Segment Start: Text excerpt
Today, Lacambra does a variety of work online, including anti-racist corporate education, somatic relational psychotherapy, mindful movement and conflict mediation. “One of the major things that I encountered in wellness spaces where I’ve been harmed is an unwillingness to be wrong, an unwillingness to take accountability,” Lacambra says. “So I think that’s a major part of creating safer spaces for all folks, is for the folks governing the space to be willing to be wrong—and apologising when they are.”
A big part of the work of decolonizing wellness comes down to the right people listening with empathy. These are skills that can and should be worked on. “It’s important to give opportunity for accountability and rupture repair cycles to happen, because oppression happens relationally,” Lacambra says. “Oppression is relational conflict, whether it’s on a systemic level or an individual level. And we’re often not skilled enough to move through it, which then creates a bigger divide between us and them.”
While Nkomo and Lacambra are approaching the decolonization of wellness from different angles, they are both doing work that goes beyond just existing in these spaces by creating space for others to learn. In this way, more people can deconstruct old systems. The Well offers subsidized classes taught by teachers-in-training to allow diverse instructors the opportunity to gain experience; and Lacambra teaches corporate empathy seminars that encourage people to question the homogeneity of the industry.
There’s no wrong way to bridge the cultural divide in the wellness space if you’re open to being vulnerable. “You have to engage with the people who are of that culture and learn what the protocols are so that you’re not appropriating,” Johnson says. “You don’t have to do it alone. Empathy is not supposed to be developed alone. Community is not supposed to be developed alone.”
Segment End: Text excerpt
Segment Start: Stored data
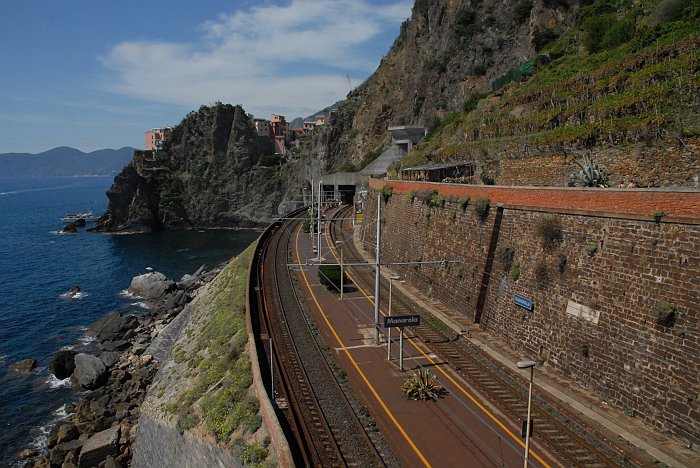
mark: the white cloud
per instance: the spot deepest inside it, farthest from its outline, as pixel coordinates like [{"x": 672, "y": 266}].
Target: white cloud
[{"x": 290, "y": 59}]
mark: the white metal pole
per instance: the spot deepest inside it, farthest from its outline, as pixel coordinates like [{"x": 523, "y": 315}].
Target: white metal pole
[
  {"x": 342, "y": 276},
  {"x": 529, "y": 416},
  {"x": 388, "y": 338},
  {"x": 318, "y": 243},
  {"x": 311, "y": 225},
  {"x": 272, "y": 373},
  {"x": 401, "y": 348},
  {"x": 376, "y": 271}
]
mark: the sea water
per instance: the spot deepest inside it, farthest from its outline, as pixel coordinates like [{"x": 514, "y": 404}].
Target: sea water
[{"x": 38, "y": 264}]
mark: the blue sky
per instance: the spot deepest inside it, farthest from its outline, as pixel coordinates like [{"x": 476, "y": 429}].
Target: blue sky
[{"x": 95, "y": 74}]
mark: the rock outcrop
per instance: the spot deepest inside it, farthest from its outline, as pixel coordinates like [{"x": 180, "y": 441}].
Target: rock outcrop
[
  {"x": 90, "y": 372},
  {"x": 23, "y": 366},
  {"x": 210, "y": 173},
  {"x": 101, "y": 429},
  {"x": 62, "y": 364}
]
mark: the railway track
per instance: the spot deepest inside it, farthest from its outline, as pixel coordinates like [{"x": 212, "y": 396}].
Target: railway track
[
  {"x": 321, "y": 425},
  {"x": 568, "y": 439}
]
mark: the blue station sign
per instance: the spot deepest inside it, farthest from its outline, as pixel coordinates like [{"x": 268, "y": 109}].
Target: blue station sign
[
  {"x": 523, "y": 302},
  {"x": 402, "y": 321}
]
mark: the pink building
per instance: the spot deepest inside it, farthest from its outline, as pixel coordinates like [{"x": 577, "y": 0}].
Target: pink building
[
  {"x": 155, "y": 137},
  {"x": 263, "y": 127}
]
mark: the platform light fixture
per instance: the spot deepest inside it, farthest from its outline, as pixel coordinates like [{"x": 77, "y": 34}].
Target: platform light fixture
[{"x": 528, "y": 365}]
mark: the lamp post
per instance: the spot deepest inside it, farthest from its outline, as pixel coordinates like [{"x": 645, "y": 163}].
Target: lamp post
[
  {"x": 528, "y": 365},
  {"x": 388, "y": 342}
]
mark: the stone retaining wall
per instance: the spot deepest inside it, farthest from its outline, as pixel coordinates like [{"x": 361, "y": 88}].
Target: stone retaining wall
[{"x": 598, "y": 287}]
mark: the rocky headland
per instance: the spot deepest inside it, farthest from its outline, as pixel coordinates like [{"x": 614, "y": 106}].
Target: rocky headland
[
  {"x": 100, "y": 430},
  {"x": 213, "y": 171}
]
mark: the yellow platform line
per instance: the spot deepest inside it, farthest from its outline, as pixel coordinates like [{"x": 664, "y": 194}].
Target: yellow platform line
[
  {"x": 442, "y": 371},
  {"x": 357, "y": 367}
]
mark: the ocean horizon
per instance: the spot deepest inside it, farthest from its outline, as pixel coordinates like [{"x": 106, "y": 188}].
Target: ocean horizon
[{"x": 39, "y": 264}]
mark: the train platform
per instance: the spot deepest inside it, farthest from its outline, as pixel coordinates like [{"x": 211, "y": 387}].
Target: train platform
[
  {"x": 458, "y": 429},
  {"x": 643, "y": 442}
]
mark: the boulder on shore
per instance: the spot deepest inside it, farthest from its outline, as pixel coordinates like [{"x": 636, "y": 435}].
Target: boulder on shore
[
  {"x": 113, "y": 326},
  {"x": 151, "y": 286},
  {"x": 70, "y": 228},
  {"x": 100, "y": 446},
  {"x": 25, "y": 365},
  {"x": 90, "y": 372},
  {"x": 63, "y": 363}
]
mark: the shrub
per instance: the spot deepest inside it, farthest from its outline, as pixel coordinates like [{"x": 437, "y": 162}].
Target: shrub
[
  {"x": 541, "y": 37},
  {"x": 657, "y": 215},
  {"x": 541, "y": 274},
  {"x": 481, "y": 207},
  {"x": 591, "y": 249},
  {"x": 549, "y": 229},
  {"x": 666, "y": 314},
  {"x": 515, "y": 273},
  {"x": 386, "y": 193},
  {"x": 421, "y": 386},
  {"x": 329, "y": 276},
  {"x": 584, "y": 350},
  {"x": 561, "y": 264},
  {"x": 437, "y": 199},
  {"x": 473, "y": 101},
  {"x": 252, "y": 454},
  {"x": 479, "y": 70},
  {"x": 425, "y": 196},
  {"x": 506, "y": 255},
  {"x": 486, "y": 178}
]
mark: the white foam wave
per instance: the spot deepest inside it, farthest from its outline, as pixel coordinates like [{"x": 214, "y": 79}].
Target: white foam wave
[
  {"x": 125, "y": 293},
  {"x": 87, "y": 339},
  {"x": 40, "y": 442},
  {"x": 55, "y": 382},
  {"x": 69, "y": 295}
]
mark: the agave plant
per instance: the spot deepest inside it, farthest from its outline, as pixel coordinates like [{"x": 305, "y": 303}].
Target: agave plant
[
  {"x": 421, "y": 386},
  {"x": 591, "y": 175}
]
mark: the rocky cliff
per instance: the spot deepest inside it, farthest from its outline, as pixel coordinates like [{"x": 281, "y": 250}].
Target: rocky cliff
[
  {"x": 214, "y": 171},
  {"x": 447, "y": 52},
  {"x": 523, "y": 90}
]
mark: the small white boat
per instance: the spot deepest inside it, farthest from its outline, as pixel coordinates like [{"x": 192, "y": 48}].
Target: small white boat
[{"x": 72, "y": 217}]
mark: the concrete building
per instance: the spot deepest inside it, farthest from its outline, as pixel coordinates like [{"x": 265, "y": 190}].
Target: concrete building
[
  {"x": 402, "y": 140},
  {"x": 155, "y": 137}
]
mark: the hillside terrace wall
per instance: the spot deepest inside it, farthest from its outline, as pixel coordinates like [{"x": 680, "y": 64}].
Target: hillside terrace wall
[{"x": 596, "y": 294}]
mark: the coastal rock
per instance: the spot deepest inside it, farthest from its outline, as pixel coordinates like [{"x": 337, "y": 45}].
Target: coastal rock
[
  {"x": 63, "y": 363},
  {"x": 72, "y": 292},
  {"x": 109, "y": 358},
  {"x": 113, "y": 326},
  {"x": 99, "y": 447},
  {"x": 25, "y": 365},
  {"x": 28, "y": 453},
  {"x": 117, "y": 345},
  {"x": 70, "y": 228},
  {"x": 175, "y": 300},
  {"x": 151, "y": 286},
  {"x": 62, "y": 432},
  {"x": 189, "y": 282},
  {"x": 90, "y": 372}
]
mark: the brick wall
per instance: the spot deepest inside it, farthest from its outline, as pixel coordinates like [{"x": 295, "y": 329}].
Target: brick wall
[{"x": 595, "y": 291}]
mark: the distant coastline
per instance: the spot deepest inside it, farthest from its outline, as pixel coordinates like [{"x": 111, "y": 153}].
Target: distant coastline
[{"x": 65, "y": 162}]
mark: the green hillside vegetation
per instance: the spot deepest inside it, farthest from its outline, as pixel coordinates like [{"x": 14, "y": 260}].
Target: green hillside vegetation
[
  {"x": 206, "y": 388},
  {"x": 629, "y": 71}
]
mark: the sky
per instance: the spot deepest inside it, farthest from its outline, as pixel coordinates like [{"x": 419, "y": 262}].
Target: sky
[{"x": 94, "y": 74}]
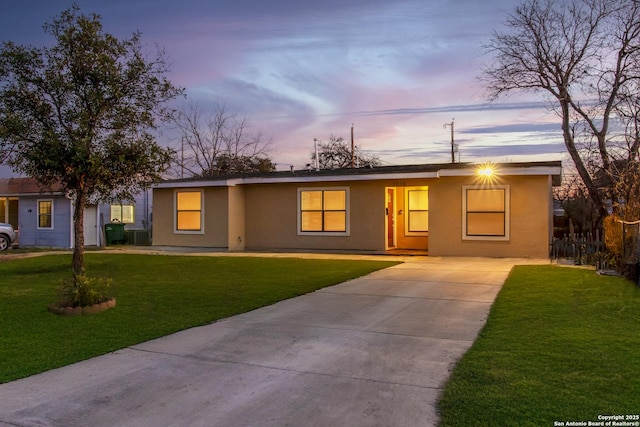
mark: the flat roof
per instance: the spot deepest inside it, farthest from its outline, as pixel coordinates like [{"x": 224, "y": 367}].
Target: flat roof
[{"x": 549, "y": 168}]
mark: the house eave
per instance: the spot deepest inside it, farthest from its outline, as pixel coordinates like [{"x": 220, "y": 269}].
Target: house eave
[{"x": 458, "y": 170}]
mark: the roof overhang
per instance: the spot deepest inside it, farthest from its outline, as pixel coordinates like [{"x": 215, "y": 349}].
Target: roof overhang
[{"x": 553, "y": 170}]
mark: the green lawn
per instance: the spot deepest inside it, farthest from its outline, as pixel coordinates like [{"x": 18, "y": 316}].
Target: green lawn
[
  {"x": 560, "y": 344},
  {"x": 156, "y": 296}
]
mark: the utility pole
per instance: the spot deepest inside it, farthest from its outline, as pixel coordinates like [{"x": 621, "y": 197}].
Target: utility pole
[
  {"x": 353, "y": 154},
  {"x": 182, "y": 157},
  {"x": 315, "y": 149},
  {"x": 453, "y": 158}
]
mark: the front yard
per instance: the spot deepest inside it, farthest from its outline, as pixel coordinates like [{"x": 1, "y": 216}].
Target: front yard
[
  {"x": 156, "y": 296},
  {"x": 561, "y": 345}
]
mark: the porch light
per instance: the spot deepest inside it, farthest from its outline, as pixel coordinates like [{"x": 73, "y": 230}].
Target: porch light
[{"x": 486, "y": 172}]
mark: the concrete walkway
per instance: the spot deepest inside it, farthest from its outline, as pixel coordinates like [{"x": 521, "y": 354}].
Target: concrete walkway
[{"x": 374, "y": 351}]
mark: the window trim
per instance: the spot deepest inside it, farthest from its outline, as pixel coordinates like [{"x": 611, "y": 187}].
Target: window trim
[
  {"x": 507, "y": 212},
  {"x": 38, "y": 201},
  {"x": 175, "y": 211},
  {"x": 408, "y": 212},
  {"x": 347, "y": 231},
  {"x": 122, "y": 206}
]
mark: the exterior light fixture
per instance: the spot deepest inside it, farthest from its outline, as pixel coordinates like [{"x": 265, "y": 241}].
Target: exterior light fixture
[{"x": 486, "y": 171}]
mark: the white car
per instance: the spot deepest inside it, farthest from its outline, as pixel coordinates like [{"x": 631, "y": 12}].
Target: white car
[{"x": 7, "y": 236}]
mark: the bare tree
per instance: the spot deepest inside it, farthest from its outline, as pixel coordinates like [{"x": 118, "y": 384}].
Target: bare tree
[
  {"x": 337, "y": 154},
  {"x": 220, "y": 143},
  {"x": 584, "y": 56}
]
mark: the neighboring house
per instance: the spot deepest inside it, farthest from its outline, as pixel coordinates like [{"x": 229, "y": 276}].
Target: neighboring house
[
  {"x": 441, "y": 209},
  {"x": 44, "y": 217}
]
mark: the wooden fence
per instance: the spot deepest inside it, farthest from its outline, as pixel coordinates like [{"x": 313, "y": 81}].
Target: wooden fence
[{"x": 579, "y": 249}]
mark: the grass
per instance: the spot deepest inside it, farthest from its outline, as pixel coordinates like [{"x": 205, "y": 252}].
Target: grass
[
  {"x": 560, "y": 344},
  {"x": 156, "y": 296}
]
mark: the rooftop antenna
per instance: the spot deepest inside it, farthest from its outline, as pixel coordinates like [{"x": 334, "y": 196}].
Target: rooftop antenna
[{"x": 453, "y": 146}]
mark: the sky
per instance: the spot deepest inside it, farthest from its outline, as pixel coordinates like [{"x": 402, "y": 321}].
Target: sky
[{"x": 396, "y": 71}]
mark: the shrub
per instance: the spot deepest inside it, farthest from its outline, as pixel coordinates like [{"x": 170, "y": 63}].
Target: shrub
[
  {"x": 613, "y": 235},
  {"x": 82, "y": 291}
]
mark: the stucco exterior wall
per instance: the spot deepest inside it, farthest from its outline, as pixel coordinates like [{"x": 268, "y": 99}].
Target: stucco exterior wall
[
  {"x": 237, "y": 236},
  {"x": 215, "y": 223},
  {"x": 264, "y": 216},
  {"x": 530, "y": 207},
  {"x": 272, "y": 209}
]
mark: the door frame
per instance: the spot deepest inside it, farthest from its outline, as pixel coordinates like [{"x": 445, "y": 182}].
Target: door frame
[{"x": 390, "y": 218}]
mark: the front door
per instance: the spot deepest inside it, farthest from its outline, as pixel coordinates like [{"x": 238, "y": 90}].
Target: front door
[{"x": 390, "y": 213}]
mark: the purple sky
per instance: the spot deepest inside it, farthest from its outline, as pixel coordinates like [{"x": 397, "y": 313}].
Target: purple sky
[{"x": 397, "y": 70}]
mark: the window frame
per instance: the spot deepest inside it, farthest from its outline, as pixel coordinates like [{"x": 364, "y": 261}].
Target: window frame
[
  {"x": 51, "y": 226},
  {"x": 407, "y": 216},
  {"x": 506, "y": 212},
  {"x": 347, "y": 211},
  {"x": 121, "y": 207},
  {"x": 176, "y": 230}
]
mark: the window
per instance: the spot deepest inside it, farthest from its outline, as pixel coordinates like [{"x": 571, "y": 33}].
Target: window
[
  {"x": 45, "y": 213},
  {"x": 417, "y": 208},
  {"x": 485, "y": 213},
  {"x": 189, "y": 211},
  {"x": 323, "y": 210},
  {"x": 123, "y": 213}
]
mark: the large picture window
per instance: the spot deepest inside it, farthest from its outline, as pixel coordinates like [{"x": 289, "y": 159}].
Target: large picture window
[
  {"x": 323, "y": 211},
  {"x": 486, "y": 213},
  {"x": 45, "y": 213},
  {"x": 189, "y": 211},
  {"x": 417, "y": 208}
]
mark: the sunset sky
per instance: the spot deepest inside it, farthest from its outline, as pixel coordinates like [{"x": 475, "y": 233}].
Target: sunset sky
[{"x": 298, "y": 70}]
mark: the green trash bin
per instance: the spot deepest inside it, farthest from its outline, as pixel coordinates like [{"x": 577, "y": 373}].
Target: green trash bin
[{"x": 114, "y": 232}]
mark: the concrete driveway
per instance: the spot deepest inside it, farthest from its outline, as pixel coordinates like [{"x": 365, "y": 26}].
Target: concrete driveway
[{"x": 374, "y": 351}]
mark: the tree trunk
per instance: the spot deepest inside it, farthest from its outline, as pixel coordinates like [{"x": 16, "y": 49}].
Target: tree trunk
[
  {"x": 569, "y": 142},
  {"x": 77, "y": 265}
]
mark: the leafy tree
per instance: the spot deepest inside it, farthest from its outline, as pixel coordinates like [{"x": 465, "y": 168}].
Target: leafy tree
[
  {"x": 584, "y": 57},
  {"x": 219, "y": 143},
  {"x": 337, "y": 154},
  {"x": 81, "y": 113}
]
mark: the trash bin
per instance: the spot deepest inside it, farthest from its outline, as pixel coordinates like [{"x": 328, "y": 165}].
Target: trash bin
[{"x": 114, "y": 232}]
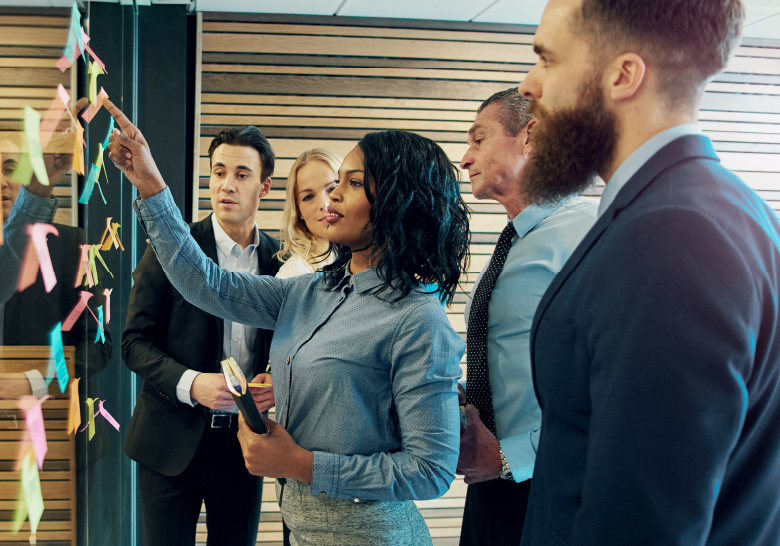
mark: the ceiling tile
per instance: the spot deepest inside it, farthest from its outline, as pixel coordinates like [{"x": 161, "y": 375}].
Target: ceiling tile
[
  {"x": 307, "y": 7},
  {"x": 441, "y": 10},
  {"x": 513, "y": 12}
]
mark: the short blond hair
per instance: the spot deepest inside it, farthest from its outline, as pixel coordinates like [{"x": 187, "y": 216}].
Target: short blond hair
[{"x": 295, "y": 236}]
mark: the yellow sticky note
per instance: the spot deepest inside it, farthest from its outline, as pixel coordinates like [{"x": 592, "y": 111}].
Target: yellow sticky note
[
  {"x": 74, "y": 415},
  {"x": 95, "y": 70}
]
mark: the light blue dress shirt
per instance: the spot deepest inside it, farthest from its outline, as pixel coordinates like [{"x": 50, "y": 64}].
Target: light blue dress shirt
[
  {"x": 641, "y": 156},
  {"x": 546, "y": 237},
  {"x": 238, "y": 340},
  {"x": 28, "y": 209},
  {"x": 366, "y": 384}
]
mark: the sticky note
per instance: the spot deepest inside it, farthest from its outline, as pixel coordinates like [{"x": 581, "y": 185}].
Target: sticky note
[
  {"x": 84, "y": 269},
  {"x": 51, "y": 120},
  {"x": 107, "y": 294},
  {"x": 92, "y": 109},
  {"x": 32, "y": 496},
  {"x": 58, "y": 355},
  {"x": 90, "y": 417},
  {"x": 104, "y": 412},
  {"x": 74, "y": 415},
  {"x": 77, "y": 310},
  {"x": 29, "y": 271},
  {"x": 94, "y": 72},
  {"x": 100, "y": 334},
  {"x": 110, "y": 236},
  {"x": 34, "y": 420},
  {"x": 89, "y": 185},
  {"x": 108, "y": 134}
]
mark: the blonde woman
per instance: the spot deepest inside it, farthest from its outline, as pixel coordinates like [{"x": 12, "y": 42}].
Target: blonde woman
[{"x": 306, "y": 218}]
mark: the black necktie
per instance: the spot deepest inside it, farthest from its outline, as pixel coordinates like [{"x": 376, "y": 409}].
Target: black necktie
[{"x": 477, "y": 384}]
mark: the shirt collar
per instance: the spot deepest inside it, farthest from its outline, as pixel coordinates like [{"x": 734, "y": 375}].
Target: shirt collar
[
  {"x": 530, "y": 216},
  {"x": 641, "y": 156},
  {"x": 223, "y": 240}
]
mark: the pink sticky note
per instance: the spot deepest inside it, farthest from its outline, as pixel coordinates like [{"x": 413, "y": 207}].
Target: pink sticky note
[
  {"x": 50, "y": 120},
  {"x": 84, "y": 268},
  {"x": 63, "y": 63},
  {"x": 77, "y": 310},
  {"x": 102, "y": 411},
  {"x": 28, "y": 272},
  {"x": 34, "y": 418},
  {"x": 107, "y": 294},
  {"x": 37, "y": 240}
]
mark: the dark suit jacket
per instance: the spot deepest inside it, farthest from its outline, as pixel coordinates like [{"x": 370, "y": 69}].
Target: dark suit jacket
[
  {"x": 657, "y": 366},
  {"x": 31, "y": 315},
  {"x": 164, "y": 336}
]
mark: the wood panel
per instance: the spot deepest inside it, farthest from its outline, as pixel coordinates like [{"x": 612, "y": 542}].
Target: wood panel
[
  {"x": 58, "y": 475},
  {"x": 30, "y": 45},
  {"x": 321, "y": 81}
]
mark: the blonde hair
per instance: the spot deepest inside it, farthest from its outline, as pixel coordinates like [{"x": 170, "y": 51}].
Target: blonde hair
[{"x": 295, "y": 236}]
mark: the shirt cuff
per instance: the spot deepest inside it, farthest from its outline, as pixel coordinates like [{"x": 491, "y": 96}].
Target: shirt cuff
[
  {"x": 324, "y": 475},
  {"x": 35, "y": 207},
  {"x": 184, "y": 385},
  {"x": 520, "y": 453},
  {"x": 37, "y": 383}
]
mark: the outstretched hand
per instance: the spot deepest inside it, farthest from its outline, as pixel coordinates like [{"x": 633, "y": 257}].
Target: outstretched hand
[{"x": 129, "y": 151}]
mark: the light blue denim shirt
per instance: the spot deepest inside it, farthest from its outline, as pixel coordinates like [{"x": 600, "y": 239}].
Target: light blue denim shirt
[
  {"x": 546, "y": 237},
  {"x": 368, "y": 385},
  {"x": 28, "y": 209}
]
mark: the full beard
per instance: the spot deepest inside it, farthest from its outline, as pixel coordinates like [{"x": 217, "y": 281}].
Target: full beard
[{"x": 569, "y": 147}]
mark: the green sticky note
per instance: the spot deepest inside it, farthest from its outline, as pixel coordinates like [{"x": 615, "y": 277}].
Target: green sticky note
[
  {"x": 31, "y": 160},
  {"x": 31, "y": 485}
]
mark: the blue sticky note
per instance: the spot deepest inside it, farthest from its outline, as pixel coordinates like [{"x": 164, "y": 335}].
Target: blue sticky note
[
  {"x": 86, "y": 193},
  {"x": 100, "y": 336},
  {"x": 59, "y": 357}
]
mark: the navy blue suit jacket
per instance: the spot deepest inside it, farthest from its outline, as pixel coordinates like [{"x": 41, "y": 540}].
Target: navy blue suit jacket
[{"x": 656, "y": 362}]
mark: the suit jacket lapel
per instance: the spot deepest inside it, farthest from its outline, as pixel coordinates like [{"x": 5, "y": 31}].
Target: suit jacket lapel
[{"x": 681, "y": 149}]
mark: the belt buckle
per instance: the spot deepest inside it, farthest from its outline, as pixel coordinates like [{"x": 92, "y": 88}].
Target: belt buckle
[{"x": 221, "y": 420}]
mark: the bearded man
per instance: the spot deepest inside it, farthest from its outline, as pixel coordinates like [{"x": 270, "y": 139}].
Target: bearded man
[{"x": 655, "y": 350}]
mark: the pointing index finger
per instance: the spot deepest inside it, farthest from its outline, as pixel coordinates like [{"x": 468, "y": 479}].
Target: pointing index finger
[{"x": 121, "y": 119}]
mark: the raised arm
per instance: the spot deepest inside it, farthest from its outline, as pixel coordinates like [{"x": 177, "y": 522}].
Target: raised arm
[{"x": 239, "y": 297}]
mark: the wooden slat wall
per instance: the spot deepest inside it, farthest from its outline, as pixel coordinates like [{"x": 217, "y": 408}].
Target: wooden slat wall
[
  {"x": 326, "y": 81},
  {"x": 30, "y": 45},
  {"x": 58, "y": 476}
]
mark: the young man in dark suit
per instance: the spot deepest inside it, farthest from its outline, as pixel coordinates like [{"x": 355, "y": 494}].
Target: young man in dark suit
[
  {"x": 183, "y": 432},
  {"x": 656, "y": 352}
]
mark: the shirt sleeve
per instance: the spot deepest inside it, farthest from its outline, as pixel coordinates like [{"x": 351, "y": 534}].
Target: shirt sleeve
[
  {"x": 28, "y": 209},
  {"x": 425, "y": 355},
  {"x": 253, "y": 300},
  {"x": 184, "y": 386}
]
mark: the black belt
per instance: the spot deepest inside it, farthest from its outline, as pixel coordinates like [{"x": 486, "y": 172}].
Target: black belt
[{"x": 224, "y": 420}]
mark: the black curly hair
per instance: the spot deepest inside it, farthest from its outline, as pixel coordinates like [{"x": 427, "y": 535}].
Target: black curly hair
[{"x": 419, "y": 221}]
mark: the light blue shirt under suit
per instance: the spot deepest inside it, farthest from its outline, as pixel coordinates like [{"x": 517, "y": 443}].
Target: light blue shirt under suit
[{"x": 546, "y": 237}]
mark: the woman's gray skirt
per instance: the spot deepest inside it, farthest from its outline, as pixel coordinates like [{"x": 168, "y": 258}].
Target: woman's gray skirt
[{"x": 316, "y": 520}]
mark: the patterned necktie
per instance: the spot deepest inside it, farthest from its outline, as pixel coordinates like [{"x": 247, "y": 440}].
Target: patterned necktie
[{"x": 477, "y": 385}]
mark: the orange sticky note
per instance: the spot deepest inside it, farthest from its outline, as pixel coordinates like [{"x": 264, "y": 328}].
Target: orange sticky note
[{"x": 74, "y": 415}]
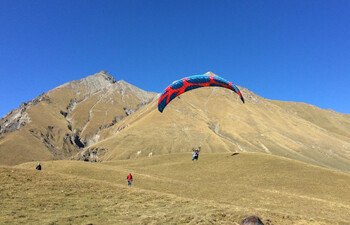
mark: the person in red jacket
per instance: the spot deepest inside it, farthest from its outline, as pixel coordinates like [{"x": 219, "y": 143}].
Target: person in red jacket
[{"x": 129, "y": 178}]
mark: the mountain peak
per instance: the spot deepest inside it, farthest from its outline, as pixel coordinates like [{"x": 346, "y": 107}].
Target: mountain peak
[{"x": 104, "y": 74}]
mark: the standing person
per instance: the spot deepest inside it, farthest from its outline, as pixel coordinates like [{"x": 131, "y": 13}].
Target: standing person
[
  {"x": 194, "y": 154},
  {"x": 38, "y": 167},
  {"x": 129, "y": 178},
  {"x": 198, "y": 150}
]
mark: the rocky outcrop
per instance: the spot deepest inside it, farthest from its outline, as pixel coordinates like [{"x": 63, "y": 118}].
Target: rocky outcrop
[
  {"x": 91, "y": 154},
  {"x": 18, "y": 118}
]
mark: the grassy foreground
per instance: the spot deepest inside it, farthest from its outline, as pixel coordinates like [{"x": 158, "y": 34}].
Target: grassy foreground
[{"x": 171, "y": 189}]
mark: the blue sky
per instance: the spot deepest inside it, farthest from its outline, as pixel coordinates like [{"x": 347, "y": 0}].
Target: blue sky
[{"x": 283, "y": 50}]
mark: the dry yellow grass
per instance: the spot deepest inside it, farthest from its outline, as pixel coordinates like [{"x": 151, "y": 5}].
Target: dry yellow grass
[{"x": 172, "y": 189}]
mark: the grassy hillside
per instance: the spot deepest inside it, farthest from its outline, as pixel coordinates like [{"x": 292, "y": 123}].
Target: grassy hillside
[
  {"x": 215, "y": 119},
  {"x": 219, "y": 188}
]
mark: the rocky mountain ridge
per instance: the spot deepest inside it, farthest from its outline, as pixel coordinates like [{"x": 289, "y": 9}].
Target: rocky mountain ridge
[{"x": 70, "y": 117}]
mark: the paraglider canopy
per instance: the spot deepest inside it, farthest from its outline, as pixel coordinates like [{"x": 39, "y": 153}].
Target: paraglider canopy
[{"x": 189, "y": 83}]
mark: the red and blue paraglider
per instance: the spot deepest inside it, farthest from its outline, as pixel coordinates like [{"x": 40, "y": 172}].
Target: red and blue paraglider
[{"x": 189, "y": 83}]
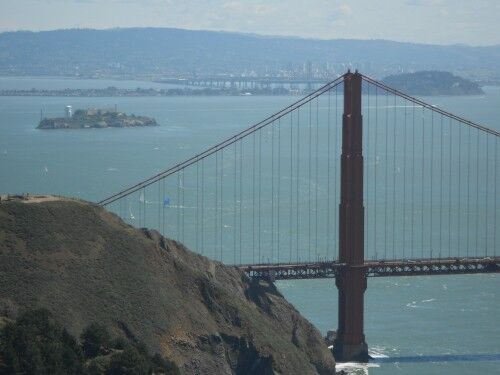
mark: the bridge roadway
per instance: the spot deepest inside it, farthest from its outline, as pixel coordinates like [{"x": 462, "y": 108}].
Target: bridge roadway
Segment End: Stored data
■ Problem A: In the excerpt on decolonizing wellness, what does The Well offer so that diverse instructors can gain experience?
■ Problem B: Print the passage of the wellness excerpt starting with "While Nkomo and" and going on through "of the industry.".

■ Solution A: Subsidized classes taught by teachers-in-training.

■ Solution B:
While Nkomo and Lacambra are approaching the decolonization of wellness from different angles, they are both doing work that goes beyond just existing in these spaces by creating space for others to learn. In this way, more people can deconstruct old systems. The Well offers subsidized classes taught by teachers-in-training to allow diverse instructors the opportunity to gain experience; and Lacambra teaches corporate empathy seminars that encourage people to question the homogeneity of the industry.